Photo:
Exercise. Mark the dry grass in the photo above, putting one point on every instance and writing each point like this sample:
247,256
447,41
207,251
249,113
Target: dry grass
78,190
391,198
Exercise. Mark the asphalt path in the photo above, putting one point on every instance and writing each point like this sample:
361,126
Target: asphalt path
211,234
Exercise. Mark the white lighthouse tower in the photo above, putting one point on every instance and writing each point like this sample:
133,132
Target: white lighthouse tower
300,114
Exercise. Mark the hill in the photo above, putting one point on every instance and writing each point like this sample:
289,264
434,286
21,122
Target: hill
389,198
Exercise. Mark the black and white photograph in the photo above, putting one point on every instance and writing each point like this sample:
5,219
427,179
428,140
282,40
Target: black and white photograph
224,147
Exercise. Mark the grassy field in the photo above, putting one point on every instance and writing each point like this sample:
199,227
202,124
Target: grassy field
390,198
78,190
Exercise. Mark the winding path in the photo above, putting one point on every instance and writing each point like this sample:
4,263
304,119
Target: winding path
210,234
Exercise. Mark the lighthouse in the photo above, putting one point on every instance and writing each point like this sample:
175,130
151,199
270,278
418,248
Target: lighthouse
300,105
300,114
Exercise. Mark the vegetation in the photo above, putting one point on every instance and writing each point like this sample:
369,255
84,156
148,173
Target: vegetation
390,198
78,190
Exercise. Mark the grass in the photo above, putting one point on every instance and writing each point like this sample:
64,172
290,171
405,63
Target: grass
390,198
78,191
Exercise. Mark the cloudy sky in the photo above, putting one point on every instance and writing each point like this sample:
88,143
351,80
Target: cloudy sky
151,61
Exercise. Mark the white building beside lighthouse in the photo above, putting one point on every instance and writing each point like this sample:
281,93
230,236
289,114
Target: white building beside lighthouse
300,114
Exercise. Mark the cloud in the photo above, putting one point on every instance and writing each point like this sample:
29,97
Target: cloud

※

### BRIEF
A faithful, complete copy of the entries above is required.

### RESULT OF THIS EXERCISE
Photo:
Exercise. Mark the dry grass in the photo above, putting one point on every instance and writing each point like this sample:
247,256
447,41
207,251
249,113
Target: dry grass
78,190
391,198
Exercise. Mark the asphalt path in the photo above, putting one point on every instance and writing each point like this sample:
361,126
Target: asphalt path
211,234
Exercise. Mark the white lighthouse tower in the photo above, putting one point on every instance and writing each point like this sample:
133,132
Target: white lighthouse tower
300,114
Exercise. Mark the hill in the photo above, putting one point on every instance and writing each point like this sample:
289,264
434,286
21,122
Target: hill
389,198
Exercise. Mark the black and white photograph in the photo above, putting one point on every instance and writing each point like this sample:
5,219
427,179
428,140
282,40
Target: black and white photograph
224,147
Exercise. Mark the grassy field in the photo above, putting one point on every instance and writing each point like this sample:
199,227
202,124
Target: grassy field
390,198
78,190
Exercise. Mark the winding path in the photo above, putting one point on every instance and writing each point like this sample:
4,263
304,119
Target: winding path
210,234
Exercise. Mark the lighthouse in the photo above, putting one point on every instance and writing each point like this sample:
175,130
151,199
270,278
418,248
Target: lighthouse
300,105
300,114
Exercise. Mark the vegetation in the photo above, putting one point on every instance and writing each point like this sample:
369,255
84,156
148,173
Target: vegetation
390,198
78,190
Exercise. Mark the grass in the photo above, putting one point on every instance and writing each point like this sample:
64,172
290,171
405,63
Target: grass
390,198
78,191
Exercise. Mark the cloudy sky in the photo above, putting one point on every instance and writing each point like this sample:
88,143
351,80
Target: cloudy sky
151,61
Exercise. Mark the white building beside lighthouse in the photo above, putting one point on every instance and writing each point like this sample:
281,93
230,236
289,114
Target: white building beside lighthouse
300,114
Exercise. Mark the cloud in the photo above, putting one point on every instance and writing each point like this sample:
29,97
Target: cloud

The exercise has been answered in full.